§ **Exercise description**:
Copy out, word for word, the part of the material below that opens with the line containing "Target: bus wheel" and closes with the line containing "x=954, y=333", including both of those lines.

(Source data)
▬▬▬▬▬▬

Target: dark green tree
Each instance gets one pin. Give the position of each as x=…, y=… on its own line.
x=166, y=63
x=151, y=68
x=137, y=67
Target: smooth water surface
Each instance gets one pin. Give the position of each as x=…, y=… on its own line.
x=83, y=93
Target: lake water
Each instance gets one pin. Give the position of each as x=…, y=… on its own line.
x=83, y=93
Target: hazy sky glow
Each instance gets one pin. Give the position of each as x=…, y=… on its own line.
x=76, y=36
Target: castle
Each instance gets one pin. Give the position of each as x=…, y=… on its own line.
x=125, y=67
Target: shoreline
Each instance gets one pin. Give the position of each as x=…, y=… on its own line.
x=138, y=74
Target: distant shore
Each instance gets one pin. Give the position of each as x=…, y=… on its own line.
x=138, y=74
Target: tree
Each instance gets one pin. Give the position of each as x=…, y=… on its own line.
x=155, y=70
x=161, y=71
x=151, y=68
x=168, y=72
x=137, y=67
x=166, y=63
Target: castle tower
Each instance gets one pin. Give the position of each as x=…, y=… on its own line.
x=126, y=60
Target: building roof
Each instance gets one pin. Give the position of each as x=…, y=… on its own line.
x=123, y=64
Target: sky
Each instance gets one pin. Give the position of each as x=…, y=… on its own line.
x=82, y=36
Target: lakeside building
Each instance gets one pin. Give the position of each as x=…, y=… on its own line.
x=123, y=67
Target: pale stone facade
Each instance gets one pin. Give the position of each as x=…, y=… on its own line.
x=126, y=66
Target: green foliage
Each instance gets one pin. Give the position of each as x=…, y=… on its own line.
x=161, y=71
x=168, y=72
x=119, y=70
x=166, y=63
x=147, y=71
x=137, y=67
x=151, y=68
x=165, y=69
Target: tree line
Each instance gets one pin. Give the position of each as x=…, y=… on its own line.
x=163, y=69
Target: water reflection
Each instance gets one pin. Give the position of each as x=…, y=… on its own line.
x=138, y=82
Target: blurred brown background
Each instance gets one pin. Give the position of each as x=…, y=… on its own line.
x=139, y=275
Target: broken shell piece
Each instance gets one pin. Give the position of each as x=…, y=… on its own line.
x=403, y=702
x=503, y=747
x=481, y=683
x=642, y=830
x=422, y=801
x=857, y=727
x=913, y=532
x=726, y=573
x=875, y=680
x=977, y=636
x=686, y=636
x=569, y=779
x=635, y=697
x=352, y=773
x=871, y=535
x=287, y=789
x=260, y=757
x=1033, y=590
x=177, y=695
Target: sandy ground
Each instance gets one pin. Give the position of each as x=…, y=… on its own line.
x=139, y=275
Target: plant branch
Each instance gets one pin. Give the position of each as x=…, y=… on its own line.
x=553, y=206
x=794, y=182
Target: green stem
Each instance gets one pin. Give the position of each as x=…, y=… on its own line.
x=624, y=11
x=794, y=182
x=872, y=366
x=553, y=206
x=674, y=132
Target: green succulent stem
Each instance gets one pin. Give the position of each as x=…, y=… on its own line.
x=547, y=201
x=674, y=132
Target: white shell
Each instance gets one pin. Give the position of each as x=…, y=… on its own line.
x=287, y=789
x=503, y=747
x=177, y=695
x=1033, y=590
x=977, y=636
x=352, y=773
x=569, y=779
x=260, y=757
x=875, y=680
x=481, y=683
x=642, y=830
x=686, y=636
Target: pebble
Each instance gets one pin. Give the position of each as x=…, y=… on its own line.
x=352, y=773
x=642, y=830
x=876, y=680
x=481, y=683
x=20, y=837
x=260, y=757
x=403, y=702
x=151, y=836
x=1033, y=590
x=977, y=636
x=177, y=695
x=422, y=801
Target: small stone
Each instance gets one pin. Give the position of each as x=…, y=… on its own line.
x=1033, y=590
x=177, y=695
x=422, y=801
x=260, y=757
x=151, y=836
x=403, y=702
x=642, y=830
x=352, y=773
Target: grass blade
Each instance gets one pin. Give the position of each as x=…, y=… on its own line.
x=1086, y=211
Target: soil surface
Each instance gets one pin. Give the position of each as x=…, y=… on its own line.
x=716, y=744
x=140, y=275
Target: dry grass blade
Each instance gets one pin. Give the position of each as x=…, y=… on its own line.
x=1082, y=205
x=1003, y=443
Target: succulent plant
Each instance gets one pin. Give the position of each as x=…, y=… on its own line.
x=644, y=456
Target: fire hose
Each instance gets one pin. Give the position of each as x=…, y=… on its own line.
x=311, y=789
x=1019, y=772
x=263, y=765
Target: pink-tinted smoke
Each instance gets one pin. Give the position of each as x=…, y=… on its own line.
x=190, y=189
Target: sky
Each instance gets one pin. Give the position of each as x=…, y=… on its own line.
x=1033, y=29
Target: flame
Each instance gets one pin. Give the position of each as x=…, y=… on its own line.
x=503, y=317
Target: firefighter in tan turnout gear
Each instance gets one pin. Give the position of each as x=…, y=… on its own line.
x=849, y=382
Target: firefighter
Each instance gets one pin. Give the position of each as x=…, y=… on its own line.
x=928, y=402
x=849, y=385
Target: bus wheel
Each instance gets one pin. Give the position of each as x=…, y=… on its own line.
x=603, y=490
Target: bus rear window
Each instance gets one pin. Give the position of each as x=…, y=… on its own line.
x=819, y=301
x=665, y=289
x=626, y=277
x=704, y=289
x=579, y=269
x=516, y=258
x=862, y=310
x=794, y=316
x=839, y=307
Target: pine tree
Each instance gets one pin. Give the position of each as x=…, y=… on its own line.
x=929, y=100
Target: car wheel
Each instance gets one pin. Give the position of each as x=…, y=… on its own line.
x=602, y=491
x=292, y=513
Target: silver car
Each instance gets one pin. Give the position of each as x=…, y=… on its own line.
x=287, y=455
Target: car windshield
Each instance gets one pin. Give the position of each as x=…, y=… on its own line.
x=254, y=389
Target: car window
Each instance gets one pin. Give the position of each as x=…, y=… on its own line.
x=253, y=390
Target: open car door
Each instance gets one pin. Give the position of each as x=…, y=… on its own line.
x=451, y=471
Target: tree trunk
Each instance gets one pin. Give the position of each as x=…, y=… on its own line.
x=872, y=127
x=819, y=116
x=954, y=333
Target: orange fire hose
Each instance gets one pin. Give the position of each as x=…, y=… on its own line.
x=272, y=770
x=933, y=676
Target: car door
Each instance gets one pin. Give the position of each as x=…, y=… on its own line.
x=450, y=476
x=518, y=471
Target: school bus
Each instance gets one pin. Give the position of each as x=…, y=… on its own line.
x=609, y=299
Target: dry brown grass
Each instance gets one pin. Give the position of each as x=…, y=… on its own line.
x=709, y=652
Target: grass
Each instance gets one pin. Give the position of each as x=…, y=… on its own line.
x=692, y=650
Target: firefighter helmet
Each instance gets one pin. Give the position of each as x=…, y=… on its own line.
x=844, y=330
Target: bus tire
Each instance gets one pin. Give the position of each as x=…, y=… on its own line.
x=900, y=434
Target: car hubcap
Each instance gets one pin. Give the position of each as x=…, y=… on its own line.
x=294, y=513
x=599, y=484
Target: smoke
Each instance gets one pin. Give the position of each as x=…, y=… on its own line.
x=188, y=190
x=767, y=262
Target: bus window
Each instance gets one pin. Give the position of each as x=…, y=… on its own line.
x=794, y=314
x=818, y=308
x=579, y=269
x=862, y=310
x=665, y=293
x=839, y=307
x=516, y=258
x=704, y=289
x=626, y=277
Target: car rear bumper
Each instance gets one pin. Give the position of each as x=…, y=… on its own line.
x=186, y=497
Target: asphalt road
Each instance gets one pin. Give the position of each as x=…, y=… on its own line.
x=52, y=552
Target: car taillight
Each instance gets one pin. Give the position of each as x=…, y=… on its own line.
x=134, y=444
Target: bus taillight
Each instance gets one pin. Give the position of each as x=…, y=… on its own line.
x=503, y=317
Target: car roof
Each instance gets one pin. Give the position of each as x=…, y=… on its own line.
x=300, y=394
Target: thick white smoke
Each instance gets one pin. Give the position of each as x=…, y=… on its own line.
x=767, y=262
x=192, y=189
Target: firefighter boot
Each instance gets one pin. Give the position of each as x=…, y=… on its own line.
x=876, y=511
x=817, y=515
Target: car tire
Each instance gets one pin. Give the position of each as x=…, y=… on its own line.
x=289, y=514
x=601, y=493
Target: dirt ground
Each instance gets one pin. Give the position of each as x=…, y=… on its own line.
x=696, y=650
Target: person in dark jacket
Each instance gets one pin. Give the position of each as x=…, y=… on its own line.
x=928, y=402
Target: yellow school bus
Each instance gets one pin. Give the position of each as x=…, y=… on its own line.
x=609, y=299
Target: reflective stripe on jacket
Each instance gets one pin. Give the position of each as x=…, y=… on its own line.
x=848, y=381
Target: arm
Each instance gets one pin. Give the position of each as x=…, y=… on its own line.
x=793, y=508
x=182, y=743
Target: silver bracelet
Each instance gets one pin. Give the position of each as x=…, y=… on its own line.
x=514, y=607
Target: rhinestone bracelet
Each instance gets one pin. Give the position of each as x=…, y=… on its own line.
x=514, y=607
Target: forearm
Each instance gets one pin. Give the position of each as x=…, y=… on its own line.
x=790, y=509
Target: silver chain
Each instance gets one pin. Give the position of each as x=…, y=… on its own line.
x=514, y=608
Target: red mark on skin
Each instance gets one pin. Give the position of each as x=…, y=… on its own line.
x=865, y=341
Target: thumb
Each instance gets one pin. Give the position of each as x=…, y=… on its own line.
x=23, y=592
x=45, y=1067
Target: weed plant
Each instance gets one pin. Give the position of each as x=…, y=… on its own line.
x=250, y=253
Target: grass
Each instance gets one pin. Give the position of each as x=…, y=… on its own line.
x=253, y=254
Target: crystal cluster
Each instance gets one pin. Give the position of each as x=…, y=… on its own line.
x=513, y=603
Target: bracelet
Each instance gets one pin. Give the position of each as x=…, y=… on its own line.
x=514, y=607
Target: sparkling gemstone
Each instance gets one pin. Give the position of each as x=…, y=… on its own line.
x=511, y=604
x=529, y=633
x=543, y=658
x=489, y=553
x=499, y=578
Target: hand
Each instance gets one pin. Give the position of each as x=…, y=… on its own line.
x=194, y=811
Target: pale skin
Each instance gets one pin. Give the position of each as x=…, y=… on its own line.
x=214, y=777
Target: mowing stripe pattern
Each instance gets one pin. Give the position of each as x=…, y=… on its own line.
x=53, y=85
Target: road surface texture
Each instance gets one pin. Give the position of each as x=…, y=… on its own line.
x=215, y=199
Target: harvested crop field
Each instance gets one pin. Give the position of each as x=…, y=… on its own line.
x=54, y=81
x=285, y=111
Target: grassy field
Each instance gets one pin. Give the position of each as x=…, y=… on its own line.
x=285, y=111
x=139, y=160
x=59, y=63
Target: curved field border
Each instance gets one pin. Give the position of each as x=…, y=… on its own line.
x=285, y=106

▬▬▬▬▬▬

§ **Response to the exercise**:
Target: bus wheel
Each instance gets one pin. Give the position of each as x=…, y=… on its own line.
x=603, y=490
Target: bus rear window
Each instance gets one pin. Give the position of each as x=…, y=… on its own line.
x=819, y=301
x=665, y=289
x=626, y=277
x=704, y=289
x=579, y=269
x=516, y=258
x=862, y=310
x=794, y=316
x=839, y=307
Target: pine tree
Each instance gets one pin. Give the position of each as x=…, y=… on its own line.
x=929, y=100
Target: car wheel
Each instance gets one pin. Give the position of each as x=…, y=… on its own line.
x=602, y=491
x=292, y=513
Target: silver car
Each instance gets one pin. Give the position of each as x=…, y=… on its own line.
x=287, y=455
Target: car windshield
Each instance gets one pin. Give the position of each as x=…, y=… on its own line.
x=254, y=389
Target: car window
Each instance gets one pin. Give the position of each as x=…, y=… on its own line.
x=253, y=390
Target: open car door
Each instance gets one pin. Give the position of each as x=…, y=… on its own line.
x=451, y=471
Target: tree trunk
Each instance gets one pin. Give the position of each as x=…, y=… on its own line.
x=872, y=127
x=819, y=116
x=954, y=333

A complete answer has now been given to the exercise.